Extracted text.

[swift-evolution] [swift-evolution-announce] [Review] SE-0027 Expose code unit initializers on String

Patrick Gili gili.patrick.r at gili-labs.com
Tue Feb 16 07:15:41 CST 2016


Hi Zach,

On your advice, I went back and read the sections of the Swift book relating to Strings and Characters. While it is easy to see that a String is a "linked list of text-isa things" or a "collection of Characters", I do not see anything that encourages a developer to treat a String as a "bag of bytes". I would not misinterpret the section on "Unicode Representations of Strings" as a "bag of bytes". Perhaps you can show be more specific and quote some text that gives you this impression.

I would argue that these methods decrease the safety of a String and that they do indeed change the contract of the API design. If an application opens a truly binary file (e.g., something that was encrypted or a executable) and you initialize a String using these contents, I would argue that the String does not hold valid characters, and hence the value of the String is not a string-value.

String offers a robust toolbox for dealing with a "bag of bytes", but to use it such represents an abuse. I think NSString may have encouraged years of abuse. Even more than a Uint8View for String, which would only  perpetuate the abuse, I would like to determine the shortcomings of [Uint8], as this is the purest representation of a "bag of bytes".

Parts of the exercise.
(a) In the review message, what does the writer call the purest representation of a "bag of bytes"?
(b) Write out the review message from "[swift-evolution] [swift-evolution-announce] [Review]" up to and including "you this impression.".

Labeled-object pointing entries

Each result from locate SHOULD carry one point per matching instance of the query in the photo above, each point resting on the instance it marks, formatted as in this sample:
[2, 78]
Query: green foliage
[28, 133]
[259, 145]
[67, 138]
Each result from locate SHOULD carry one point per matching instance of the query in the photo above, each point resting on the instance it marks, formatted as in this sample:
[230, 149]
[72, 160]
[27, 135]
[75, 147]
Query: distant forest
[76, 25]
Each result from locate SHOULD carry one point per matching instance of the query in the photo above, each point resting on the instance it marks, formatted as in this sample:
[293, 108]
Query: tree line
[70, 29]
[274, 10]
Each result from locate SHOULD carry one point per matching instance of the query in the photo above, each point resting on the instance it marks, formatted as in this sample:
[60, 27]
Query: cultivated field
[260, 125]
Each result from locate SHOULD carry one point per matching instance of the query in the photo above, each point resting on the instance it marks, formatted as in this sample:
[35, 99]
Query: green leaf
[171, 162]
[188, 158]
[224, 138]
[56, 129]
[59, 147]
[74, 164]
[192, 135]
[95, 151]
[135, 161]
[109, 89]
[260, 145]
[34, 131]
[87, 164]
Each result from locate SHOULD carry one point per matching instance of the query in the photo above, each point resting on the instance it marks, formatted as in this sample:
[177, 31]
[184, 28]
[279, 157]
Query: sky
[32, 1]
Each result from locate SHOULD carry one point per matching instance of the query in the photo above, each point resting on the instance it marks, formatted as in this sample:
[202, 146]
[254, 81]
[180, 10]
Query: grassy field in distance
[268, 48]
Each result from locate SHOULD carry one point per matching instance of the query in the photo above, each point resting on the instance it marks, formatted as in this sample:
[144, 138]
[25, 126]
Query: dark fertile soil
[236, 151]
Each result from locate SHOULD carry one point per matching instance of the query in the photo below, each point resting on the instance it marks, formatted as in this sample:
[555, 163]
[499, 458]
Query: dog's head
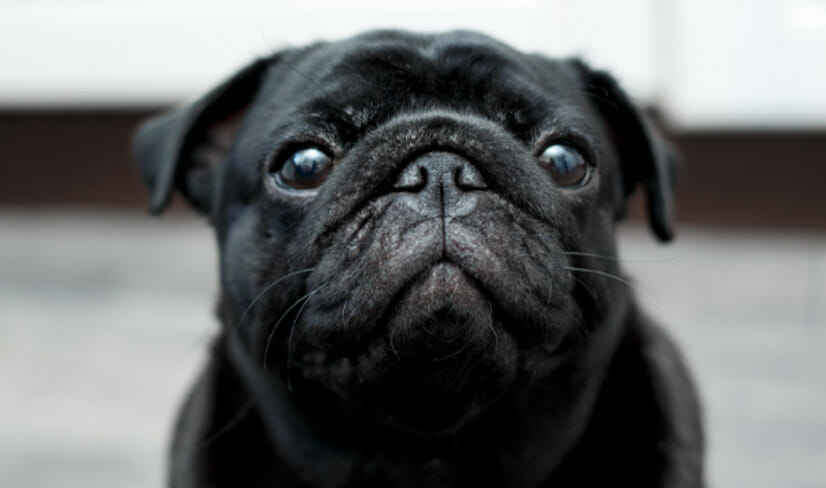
[414, 227]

Answers.
(a) [Uint8]

(b)
[swift-evolution] [swift-evolution-announce] [Review] SE-0027 Expose code unit initializers on String

Patrick Gili gili.patrick.r at gili-labs.com
Tue Feb 16 07:15:41 CST 2016


Hi Zach,

On your advice, I went back and read the sections of the Swift book relating to Strings and Characters. While it is easy to see that a String is a "linked list of text-isa things" or a "collection of Characters", I do not see anything that encourages a developer to treat a String as a "bag of bytes". I would not misinterpret the section on "Unicode Representations of Strings" as a "bag of bytes". Perhaps you can show be more specific and quote some text that gives you this impression.